> _TASK A_:
In the article about the Sunset Road office building, translate this sentence into Spanish: "Casey Development acquired the building, designed by local firm Overland Partners, in 2015."
> _TASK B_:
Write the next part of the article about the new office building near Alamo Quarry Market, continuing after its final sentence.

> _EXERCISE TEXT_:
Skyline: New Alamo Heights-area office building getting a sleek, glassy look

Casey Development Ltd. is building an office structure at the corner of Sunset Road and Treeline Park.


July 28, 2020


 

When builder Darren Casey was thinking about how he wanted his firm’s office project north of Alamo Quarry Market to look, he was aiming for timelessness, he said.
The building will be sleek and glassy, with some floor-to-ceiling windows and metal accents. Located at the corner of West Sunset Road and Treeline Park, it will be a Class A office building, a category in short supply in San Antonio. Renderings show a rooftop patio with plants.

“With that highly visible location and everyone coming past going to the airport and downtown, it really deserves something unique,” Casey said. He pointed to another building nearby he considers notable: Casey Development Ltd.’s headquarters at 200 E. Basse Road, the former home of troubled radio giant iHeartMedia.

When the structure was built about two decades ago, it stood out among the mostly drab corporate offices in the area, San Antonio Express-News critic Mike Greenberg wrote in 2000. It looks out over the Quarry Golf Course.

“In bare outline, the plot is familiar, but the telling is crafted with great finesse, care and lyricism,” Greenberg wrote. “The idiom deftly combines the romantic regionalism of Hill Country limestone construction with high modernism, crisply rendered in glass and metal.”

Casey Development acquired the building, designed by local firm Overland Partners, in 2015.

“I think the (Sunset project) will be kind of an iconic building for many years to come, just like the Basse property is,” Casey said.

Since Casey started his company more than 25 years ago, it has built an assortment of multifamily projects, and commercial, industrial and office space in San Antonio and other parts of Texas.

The Sunset building is also an apology for what he dubs his “ugly” shopping center at U.S. 281 and Loop 410. It was his first project.
“I didn’t do so good (there),” he said.

About half of the roughly 65,000-square-foot Sunset building already is leased to medical tenants, and several other leases are pending, Casey said. The project is expected to wrap up this winter.

Doctors’ and dentists’ offices, and other health care services and medical businesses line streets in the area, along with clusters of apartment complexes.

> _SOURCE INFORMATION_:
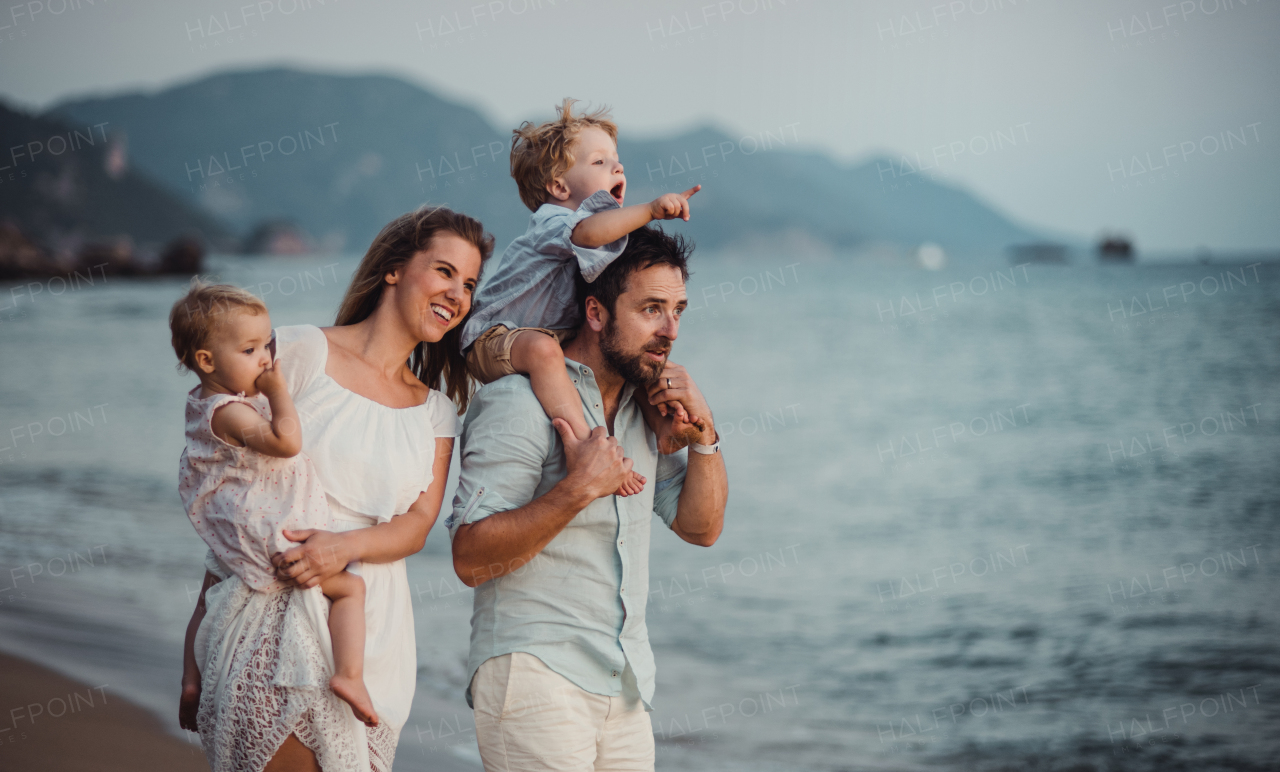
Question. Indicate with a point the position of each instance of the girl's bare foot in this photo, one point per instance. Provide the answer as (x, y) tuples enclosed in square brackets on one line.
[(353, 693)]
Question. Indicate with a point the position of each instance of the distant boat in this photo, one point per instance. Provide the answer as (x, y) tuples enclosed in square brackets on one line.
[(1038, 252), (1115, 249)]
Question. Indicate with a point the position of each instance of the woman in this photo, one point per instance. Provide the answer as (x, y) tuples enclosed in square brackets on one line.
[(382, 439)]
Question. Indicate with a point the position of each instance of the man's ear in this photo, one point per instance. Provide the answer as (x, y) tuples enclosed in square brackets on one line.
[(597, 315), (205, 361), (558, 190)]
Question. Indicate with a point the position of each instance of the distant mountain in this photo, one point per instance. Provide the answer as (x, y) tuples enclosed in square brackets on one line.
[(68, 184), (341, 155)]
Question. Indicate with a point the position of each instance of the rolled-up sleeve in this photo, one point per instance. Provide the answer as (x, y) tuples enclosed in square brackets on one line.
[(504, 446), (671, 483)]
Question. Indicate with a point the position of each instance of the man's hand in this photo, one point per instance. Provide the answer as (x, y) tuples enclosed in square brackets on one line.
[(672, 205), (677, 396), (319, 556), (597, 465)]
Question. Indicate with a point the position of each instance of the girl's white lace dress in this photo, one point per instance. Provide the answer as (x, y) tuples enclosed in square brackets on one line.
[(265, 657)]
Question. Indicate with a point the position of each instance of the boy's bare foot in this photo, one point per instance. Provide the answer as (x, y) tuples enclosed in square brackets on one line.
[(634, 484), (353, 693)]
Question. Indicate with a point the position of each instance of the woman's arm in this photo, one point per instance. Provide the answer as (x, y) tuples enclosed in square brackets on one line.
[(323, 554), (190, 700)]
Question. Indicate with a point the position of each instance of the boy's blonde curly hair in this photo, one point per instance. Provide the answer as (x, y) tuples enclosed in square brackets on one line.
[(539, 154)]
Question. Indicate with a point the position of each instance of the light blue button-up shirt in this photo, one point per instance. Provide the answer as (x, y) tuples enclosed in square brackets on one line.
[(533, 283), (579, 606)]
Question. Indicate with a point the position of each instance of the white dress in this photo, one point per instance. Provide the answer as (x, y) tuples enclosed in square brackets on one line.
[(256, 663)]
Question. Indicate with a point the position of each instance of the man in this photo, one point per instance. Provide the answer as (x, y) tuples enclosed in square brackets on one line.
[(561, 668)]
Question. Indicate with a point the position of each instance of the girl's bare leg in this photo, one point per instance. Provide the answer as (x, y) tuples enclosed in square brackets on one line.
[(292, 757), (347, 630)]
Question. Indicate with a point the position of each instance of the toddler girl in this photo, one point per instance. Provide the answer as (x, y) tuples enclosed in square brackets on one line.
[(243, 479)]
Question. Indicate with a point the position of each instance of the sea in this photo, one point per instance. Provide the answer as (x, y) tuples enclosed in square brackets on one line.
[(988, 517)]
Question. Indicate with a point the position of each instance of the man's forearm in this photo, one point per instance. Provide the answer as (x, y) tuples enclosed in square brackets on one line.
[(503, 542), (607, 227), (700, 512)]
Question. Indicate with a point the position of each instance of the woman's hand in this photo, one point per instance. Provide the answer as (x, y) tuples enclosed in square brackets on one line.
[(319, 556)]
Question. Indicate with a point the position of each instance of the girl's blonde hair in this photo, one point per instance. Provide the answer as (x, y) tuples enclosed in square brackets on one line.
[(539, 154), (199, 314), (397, 243)]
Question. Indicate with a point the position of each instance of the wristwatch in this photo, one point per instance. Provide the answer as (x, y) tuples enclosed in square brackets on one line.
[(705, 450)]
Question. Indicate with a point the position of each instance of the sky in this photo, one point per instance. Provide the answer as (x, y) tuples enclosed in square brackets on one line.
[(1155, 118)]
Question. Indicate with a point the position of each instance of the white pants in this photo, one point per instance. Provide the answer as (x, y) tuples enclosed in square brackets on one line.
[(530, 718)]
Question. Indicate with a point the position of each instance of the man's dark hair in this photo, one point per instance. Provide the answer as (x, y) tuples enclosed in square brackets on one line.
[(647, 247)]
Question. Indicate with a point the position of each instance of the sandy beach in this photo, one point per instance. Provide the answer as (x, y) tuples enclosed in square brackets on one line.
[(51, 722)]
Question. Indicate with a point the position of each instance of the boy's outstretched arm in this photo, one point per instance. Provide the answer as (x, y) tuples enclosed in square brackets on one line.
[(608, 227)]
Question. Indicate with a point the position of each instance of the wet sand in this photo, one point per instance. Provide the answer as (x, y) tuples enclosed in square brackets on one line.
[(51, 722)]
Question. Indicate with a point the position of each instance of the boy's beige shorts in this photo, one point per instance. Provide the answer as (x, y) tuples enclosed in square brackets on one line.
[(489, 357), (530, 718)]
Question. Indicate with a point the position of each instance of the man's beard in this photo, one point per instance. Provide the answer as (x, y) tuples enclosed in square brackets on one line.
[(635, 369)]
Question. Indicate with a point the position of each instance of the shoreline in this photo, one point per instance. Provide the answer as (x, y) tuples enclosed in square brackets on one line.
[(49, 721)]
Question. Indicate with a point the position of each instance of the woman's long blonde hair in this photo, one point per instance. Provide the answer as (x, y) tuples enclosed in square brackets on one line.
[(397, 243)]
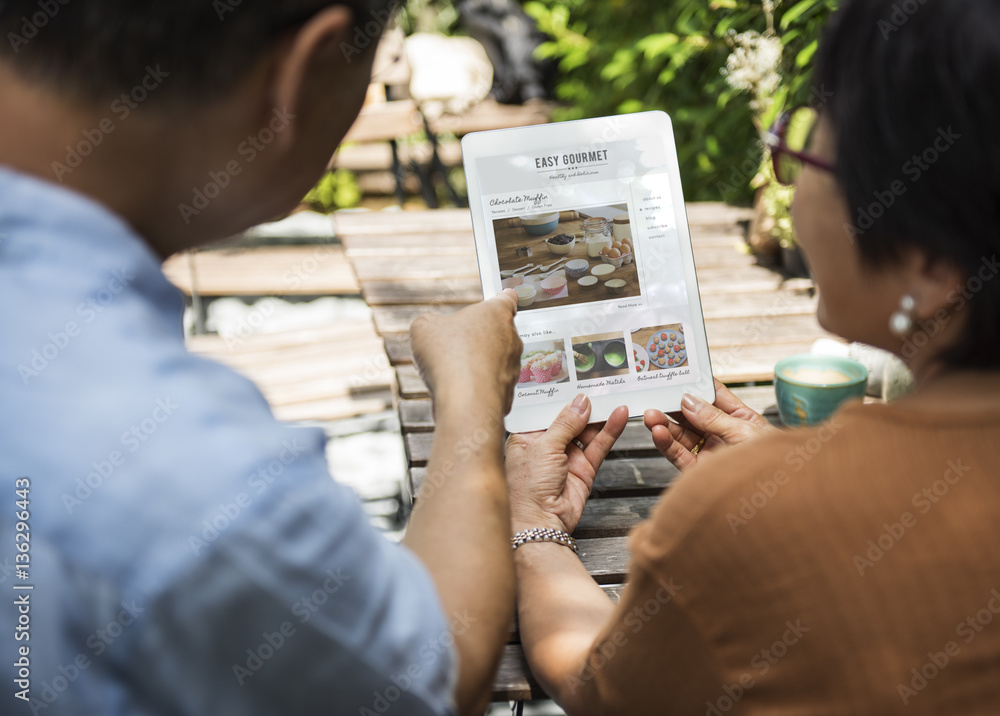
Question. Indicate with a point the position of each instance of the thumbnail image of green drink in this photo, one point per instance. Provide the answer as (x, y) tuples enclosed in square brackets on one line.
[(563, 258), (659, 348), (602, 355), (543, 363)]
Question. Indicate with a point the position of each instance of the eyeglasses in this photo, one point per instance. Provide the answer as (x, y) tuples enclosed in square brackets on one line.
[(788, 139)]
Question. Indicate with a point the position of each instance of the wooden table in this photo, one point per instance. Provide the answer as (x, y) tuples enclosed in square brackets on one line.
[(409, 263)]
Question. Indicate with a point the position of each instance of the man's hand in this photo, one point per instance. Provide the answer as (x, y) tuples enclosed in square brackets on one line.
[(549, 476), (474, 354), (728, 422)]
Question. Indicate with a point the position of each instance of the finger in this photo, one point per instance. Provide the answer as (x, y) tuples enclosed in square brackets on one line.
[(508, 299), (672, 449), (709, 420), (599, 440), (727, 401), (680, 429), (570, 422)]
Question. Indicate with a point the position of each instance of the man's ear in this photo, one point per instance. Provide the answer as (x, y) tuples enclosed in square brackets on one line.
[(315, 42)]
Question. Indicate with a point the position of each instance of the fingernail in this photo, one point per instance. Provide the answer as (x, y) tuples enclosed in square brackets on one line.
[(690, 403)]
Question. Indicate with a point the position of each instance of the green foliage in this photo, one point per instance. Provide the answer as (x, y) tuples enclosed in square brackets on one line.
[(336, 190), (623, 56)]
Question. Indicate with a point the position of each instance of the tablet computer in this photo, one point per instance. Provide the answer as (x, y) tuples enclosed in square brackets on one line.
[(586, 221)]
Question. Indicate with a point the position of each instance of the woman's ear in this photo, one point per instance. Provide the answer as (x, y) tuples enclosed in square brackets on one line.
[(932, 283)]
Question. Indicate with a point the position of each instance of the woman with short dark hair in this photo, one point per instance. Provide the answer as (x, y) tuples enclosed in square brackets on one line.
[(864, 577)]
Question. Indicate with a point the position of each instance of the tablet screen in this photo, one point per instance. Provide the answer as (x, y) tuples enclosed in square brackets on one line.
[(585, 220)]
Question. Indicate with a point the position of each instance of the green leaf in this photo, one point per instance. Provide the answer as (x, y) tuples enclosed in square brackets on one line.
[(806, 54), (796, 11)]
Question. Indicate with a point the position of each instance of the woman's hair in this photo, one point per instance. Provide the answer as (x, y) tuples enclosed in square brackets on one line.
[(912, 90), (97, 49)]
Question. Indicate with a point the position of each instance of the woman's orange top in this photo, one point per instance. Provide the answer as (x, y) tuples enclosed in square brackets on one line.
[(852, 568)]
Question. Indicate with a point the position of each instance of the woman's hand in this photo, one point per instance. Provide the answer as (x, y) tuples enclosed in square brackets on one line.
[(728, 422), (444, 346), (550, 476)]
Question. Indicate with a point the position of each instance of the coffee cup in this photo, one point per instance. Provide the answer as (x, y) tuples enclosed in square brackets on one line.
[(810, 388)]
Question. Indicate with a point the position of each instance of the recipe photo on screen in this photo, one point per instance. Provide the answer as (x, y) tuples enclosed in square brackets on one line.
[(592, 236)]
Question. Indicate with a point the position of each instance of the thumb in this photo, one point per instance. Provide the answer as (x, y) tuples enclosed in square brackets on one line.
[(569, 423), (508, 299), (709, 420)]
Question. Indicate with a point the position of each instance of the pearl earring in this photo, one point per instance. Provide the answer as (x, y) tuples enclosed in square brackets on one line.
[(901, 322)]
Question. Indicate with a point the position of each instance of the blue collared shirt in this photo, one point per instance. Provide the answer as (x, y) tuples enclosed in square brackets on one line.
[(188, 554)]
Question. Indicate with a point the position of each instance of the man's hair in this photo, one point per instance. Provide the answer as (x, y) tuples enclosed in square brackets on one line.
[(97, 49), (914, 101)]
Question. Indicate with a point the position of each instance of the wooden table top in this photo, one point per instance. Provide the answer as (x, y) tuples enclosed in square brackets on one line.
[(409, 263)]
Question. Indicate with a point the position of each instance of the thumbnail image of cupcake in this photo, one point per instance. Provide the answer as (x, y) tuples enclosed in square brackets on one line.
[(543, 363)]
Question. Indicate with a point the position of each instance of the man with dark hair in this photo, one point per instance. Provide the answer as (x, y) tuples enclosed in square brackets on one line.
[(172, 548)]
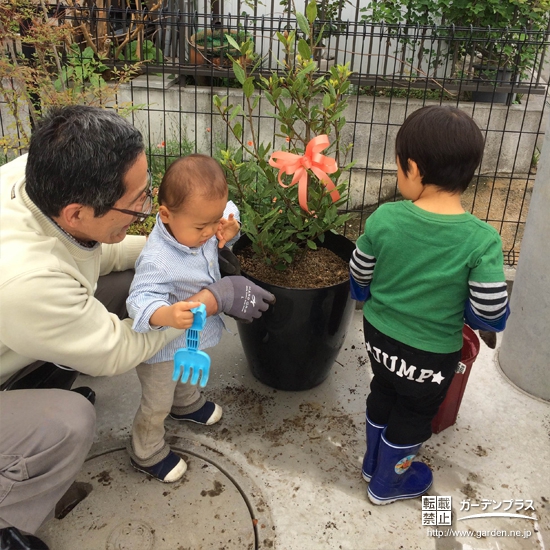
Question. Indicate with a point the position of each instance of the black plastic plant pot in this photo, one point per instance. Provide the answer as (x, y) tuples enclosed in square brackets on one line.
[(295, 343)]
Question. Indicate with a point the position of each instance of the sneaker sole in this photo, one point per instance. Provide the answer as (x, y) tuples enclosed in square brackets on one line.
[(182, 464), (215, 417)]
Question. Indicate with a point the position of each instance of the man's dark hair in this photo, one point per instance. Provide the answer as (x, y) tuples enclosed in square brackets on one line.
[(80, 154), (446, 144)]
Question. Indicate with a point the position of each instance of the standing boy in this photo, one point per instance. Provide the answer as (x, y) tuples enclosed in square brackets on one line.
[(427, 265)]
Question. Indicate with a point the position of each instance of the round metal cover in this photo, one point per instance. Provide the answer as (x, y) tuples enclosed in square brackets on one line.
[(127, 510)]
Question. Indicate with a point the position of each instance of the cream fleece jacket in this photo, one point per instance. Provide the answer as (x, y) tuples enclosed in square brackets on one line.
[(47, 282)]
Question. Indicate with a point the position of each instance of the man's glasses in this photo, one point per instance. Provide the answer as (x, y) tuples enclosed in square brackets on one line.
[(147, 207)]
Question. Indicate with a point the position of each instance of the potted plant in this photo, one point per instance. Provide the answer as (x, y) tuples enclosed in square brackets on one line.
[(289, 191), (506, 39), (213, 46)]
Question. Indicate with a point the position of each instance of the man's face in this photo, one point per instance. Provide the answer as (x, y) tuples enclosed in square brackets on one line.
[(112, 226)]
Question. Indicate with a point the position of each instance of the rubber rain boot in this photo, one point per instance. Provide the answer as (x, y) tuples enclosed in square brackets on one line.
[(374, 431), (396, 476)]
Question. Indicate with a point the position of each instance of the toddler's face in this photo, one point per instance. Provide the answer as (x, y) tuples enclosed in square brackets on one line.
[(196, 222)]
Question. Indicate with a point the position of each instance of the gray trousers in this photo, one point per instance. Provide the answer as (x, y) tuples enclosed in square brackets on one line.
[(45, 434), (160, 395)]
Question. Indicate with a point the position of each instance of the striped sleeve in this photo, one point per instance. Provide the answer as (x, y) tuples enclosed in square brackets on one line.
[(488, 300), (361, 267)]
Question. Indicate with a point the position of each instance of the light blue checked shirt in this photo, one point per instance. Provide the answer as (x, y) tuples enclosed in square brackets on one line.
[(168, 272)]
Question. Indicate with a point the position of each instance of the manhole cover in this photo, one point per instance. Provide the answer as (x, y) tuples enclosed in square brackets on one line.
[(127, 510)]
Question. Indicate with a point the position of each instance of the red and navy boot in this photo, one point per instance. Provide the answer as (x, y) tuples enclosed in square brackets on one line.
[(396, 476)]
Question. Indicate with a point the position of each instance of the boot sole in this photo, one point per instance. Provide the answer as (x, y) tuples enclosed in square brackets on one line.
[(382, 502), (365, 477)]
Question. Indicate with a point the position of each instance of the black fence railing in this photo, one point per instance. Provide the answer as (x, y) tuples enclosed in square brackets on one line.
[(181, 59)]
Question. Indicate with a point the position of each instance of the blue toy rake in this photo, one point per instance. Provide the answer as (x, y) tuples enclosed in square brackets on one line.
[(191, 359)]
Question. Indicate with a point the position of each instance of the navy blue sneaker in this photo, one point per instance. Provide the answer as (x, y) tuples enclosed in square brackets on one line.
[(208, 414), (168, 470)]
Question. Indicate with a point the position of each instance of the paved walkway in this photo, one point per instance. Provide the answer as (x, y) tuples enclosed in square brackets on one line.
[(282, 470)]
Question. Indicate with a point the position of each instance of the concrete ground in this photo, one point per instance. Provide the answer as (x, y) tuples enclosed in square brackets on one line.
[(282, 469)]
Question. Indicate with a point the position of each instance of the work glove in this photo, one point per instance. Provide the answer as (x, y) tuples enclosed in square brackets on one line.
[(241, 298), (228, 262)]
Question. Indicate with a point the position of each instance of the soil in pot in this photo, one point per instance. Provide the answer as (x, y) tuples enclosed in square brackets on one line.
[(316, 269), (294, 344)]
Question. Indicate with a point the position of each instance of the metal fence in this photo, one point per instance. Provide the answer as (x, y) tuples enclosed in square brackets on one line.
[(498, 78)]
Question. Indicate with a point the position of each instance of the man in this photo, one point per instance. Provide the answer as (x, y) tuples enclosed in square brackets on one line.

> _WRITTEN REPLY A_:
Casey Development adquirió el edificio, diseñado por la firma local Overland Partners, en 2015.

> _WRITTEN REPLY B_:
“It’s become a little sub-medical market there,” he said.

There’s been plenty of speculation about how the coronavirus pandemic will affect various sectors in real estate, particularly office space.
Many companies sent workers home in March, and with COVID-19 cases continuing to rise in San Antonio and other cities, some have announced employees won’t be going back until next year.

When they do return, some will find their offices have been reconfigured. “The pandemic may mean the end of the open-floor office,” a May headline in the New York Times stated.

What does that mean for demand for office space in San Antonio?

“I think you’re going to see more rotation or (businesses) using less space,” Casey said. “We’ll see.” His firm is focusing on other fast-growing parts of the city. He has apartment complexes in the works at Interstate 35 and Wurzbach Parkway, and at Potranco Road and Loop 1604. A project with retail and multifamily units is planned at Stone Oak Parkway and U.S. 281.
Casey also is excited about the revitalization of the city’s urban core.

When he started his real estate career in the 1980s, there were incentives to rehabilitate downtown buildings, but people didn’t want to live there, he said in an interview last year. Then developments such as the Pearl started injecting more housing and retail, drawing people back to the area.

“I think downtown is definitely seeing its resurgence,” he said.

So is Casey considering any projects in the downtown area, or waiting to see whether that resurgence will continue?

“No, we’ve got some stuff we’re working on,” he said. “(That’s) all I’m going to say.”